_POLECENIE A:_ Wyjaśnij na podstawie wpisu z forum, dlaczego jego autor poprosił rozmówcę o zacytowanie swojej wypowiedzi.
_POLECENIE B:_
Oceń, czy poniższe stwierdzenia są zgodne z wpisem z forum. Przy każdym odpowiedz „tak” lub „nie” i przytocz dokładnie rozstrzygające słowa wpisu.
(i) Według autora wszyscy zgadzają się, że zagranie Snu przerwie walkę.
(ii) Autor uważa, że Sen należy zagrać w fazie przerywania walki.
(iii) Autor uważa, że opisana różnica zdań usprawiedliwia takie fochy, jakie strzela Pretor.

_TEKST DO PRZECZYTANIA:_
-------------------------

Koniec imprezy, dziękuję, dobranoc...
Tytuł: Odp: Noncombat-ant/anci
Wiadomość wysłana przez: Muleq w Października 08, 2010, 05:34:16 pm
Napisałeś że wywrócisz mi świat DT do góry nogami więc poprosiłem żebyś zacytował moją wypowiedź do której mógłbym odnieś Twoje odwracanie świata. Jak zwykle nie jest w stanie mi tego udowodnić i po raz kolejny piszesz emocjonalne tyrady które mnie tylko bawią :D.

Czy trafia do Twojego mózgu możliwość że ktoś może miec inny pogląd na daną sprawe niż Ty? W kwestii Snu wszyscy mamy podobne zdanie. Uważamy że można zagrać Sen i że przerwie to walkę. Różnica polega tylko na tym że ja uważam że kartę trzeba zagrać przed wyznaczeniem agresora i obrońcy a Wy że w fazie przerywania walki. Czy jest to aż tak wielka różnica żeby strzelać takie fochy jak Pretor. Osobiście uważam że nie ale przeciez nikt nie bedzie do mnie pisał setek maili z prośba o wyjasnienie sprawy ;).

-------------------------

_PODANE INFORMACJE:_
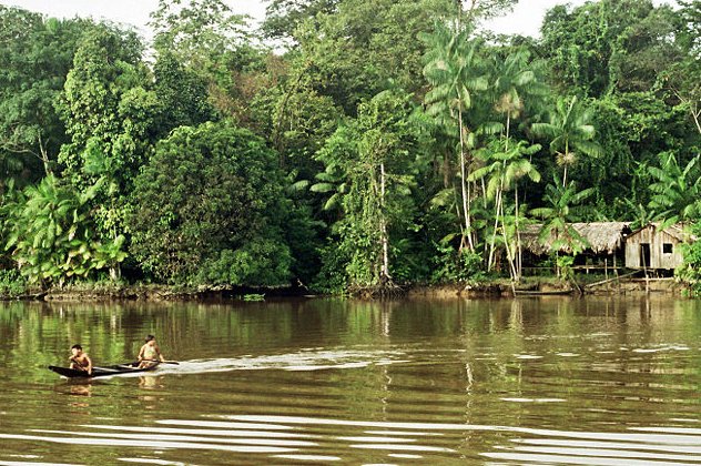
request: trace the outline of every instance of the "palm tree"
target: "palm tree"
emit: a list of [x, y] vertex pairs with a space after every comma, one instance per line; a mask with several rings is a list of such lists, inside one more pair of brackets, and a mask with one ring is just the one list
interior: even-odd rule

-------------------------

_ROZWIĄZANIE A:_ Rozmówca napisał, że wywróci autorowi świat DT do góry nogami. Autor poprosił więc o zacytowanie swojej wypowiedzi, do której mógłby odnieść to zapowiadane odwracanie świata.

_ROZWIĄZANIE B:_
(i) Tak: „W kwestii Snu wszyscy mamy podobne zdanie. Uważamy że można zagrać Sen i że przerwie to walkę.”
(ii) Nie: „ja uważam że kartę trzeba zagrać przed wyznaczeniem agresora i obrońcy a Wy że w fazie przerywania walki.”
(iii) Nie: „Osobiście uważam że nie”.